Your goal —
With the pictures set aside, write out all of the data exactly as it stands.

Material to process: Begin

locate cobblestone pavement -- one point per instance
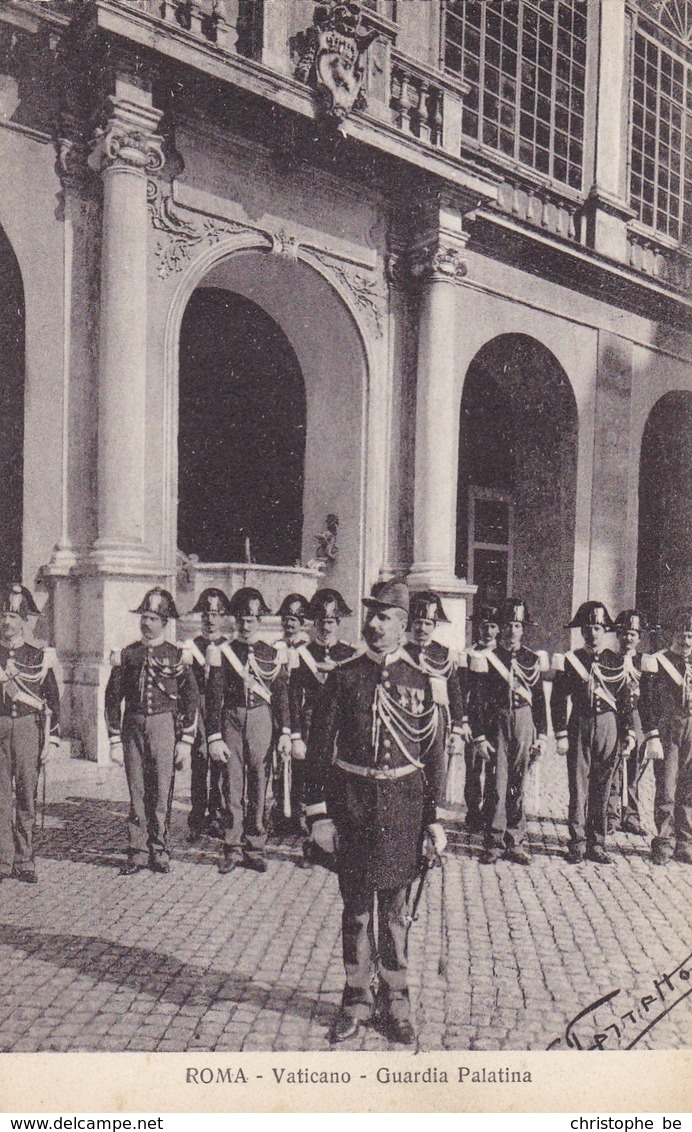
(502, 957)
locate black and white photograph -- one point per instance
(346, 531)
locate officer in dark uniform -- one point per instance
(157, 728)
(314, 661)
(509, 721)
(442, 666)
(206, 804)
(599, 732)
(246, 701)
(293, 612)
(629, 625)
(666, 717)
(28, 725)
(477, 790)
(375, 772)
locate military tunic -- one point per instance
(376, 768)
(246, 700)
(28, 692)
(509, 710)
(631, 765)
(599, 721)
(313, 663)
(479, 772)
(666, 713)
(205, 774)
(161, 700)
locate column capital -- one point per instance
(438, 260)
(129, 139)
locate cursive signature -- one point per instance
(614, 1029)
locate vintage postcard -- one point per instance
(346, 586)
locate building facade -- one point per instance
(421, 266)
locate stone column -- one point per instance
(607, 211)
(127, 152)
(437, 265)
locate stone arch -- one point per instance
(517, 498)
(664, 569)
(323, 324)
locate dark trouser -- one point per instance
(204, 800)
(591, 760)
(248, 734)
(512, 740)
(150, 745)
(365, 959)
(673, 777)
(478, 787)
(19, 759)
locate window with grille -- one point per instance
(527, 67)
(660, 147)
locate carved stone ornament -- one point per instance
(364, 290)
(438, 262)
(181, 237)
(331, 59)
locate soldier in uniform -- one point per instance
(293, 612)
(442, 666)
(666, 717)
(206, 804)
(156, 730)
(629, 626)
(28, 725)
(315, 660)
(246, 700)
(375, 772)
(509, 720)
(477, 790)
(599, 731)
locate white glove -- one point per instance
(298, 749)
(117, 754)
(466, 732)
(540, 746)
(284, 746)
(628, 746)
(654, 751)
(455, 744)
(181, 756)
(219, 751)
(436, 840)
(484, 749)
(324, 835)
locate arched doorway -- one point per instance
(517, 497)
(664, 562)
(299, 366)
(241, 434)
(11, 410)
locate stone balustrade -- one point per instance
(540, 206)
(666, 263)
(416, 102)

Material to process: End

Exercise response —
locate cobblestone pavement -- one point per instance
(502, 957)
locate black and white photograph -- one point per instance
(346, 531)
locate officer in dark uniform -- one point per instance
(157, 728)
(314, 661)
(509, 721)
(442, 666)
(206, 804)
(599, 732)
(246, 701)
(293, 612)
(629, 625)
(666, 717)
(28, 725)
(477, 790)
(375, 772)
locate military tunic -- one point per instance
(376, 768)
(246, 700)
(28, 692)
(509, 710)
(631, 765)
(599, 721)
(313, 663)
(479, 772)
(666, 713)
(205, 774)
(161, 700)
locate column capital -- one point per instance
(438, 260)
(129, 139)
locate cursive signature -- one point per instance
(614, 1029)
locate vintage postcard -- one point per instance
(346, 586)
locate building facade -- one point per instance
(421, 266)
locate stone column -- one point per instance
(607, 211)
(127, 152)
(437, 265)
locate stone arch -- one point per instance
(517, 498)
(664, 569)
(323, 324)
locate dark trouser -- one point per instance
(204, 800)
(591, 760)
(248, 734)
(512, 740)
(150, 745)
(365, 959)
(673, 777)
(478, 787)
(19, 759)
locate window with grille -- one point per instance
(527, 67)
(660, 147)
locate carved stone ornament -- one point per instance
(364, 290)
(438, 262)
(181, 237)
(331, 59)
locate soldier in uniform -- one point per instance
(293, 612)
(442, 666)
(666, 717)
(206, 804)
(156, 730)
(629, 626)
(28, 725)
(315, 660)
(246, 700)
(375, 772)
(509, 720)
(477, 790)
(599, 731)
locate white glove -- one point per instance
(298, 749)
(117, 754)
(466, 732)
(540, 746)
(284, 746)
(628, 746)
(654, 751)
(455, 744)
(181, 756)
(219, 751)
(436, 840)
(484, 749)
(324, 835)
locate arched doorway -- one point per instance
(517, 497)
(664, 562)
(299, 366)
(241, 434)
(11, 410)
locate stone balustrade -- one point per instance
(540, 206)
(666, 263)
(416, 102)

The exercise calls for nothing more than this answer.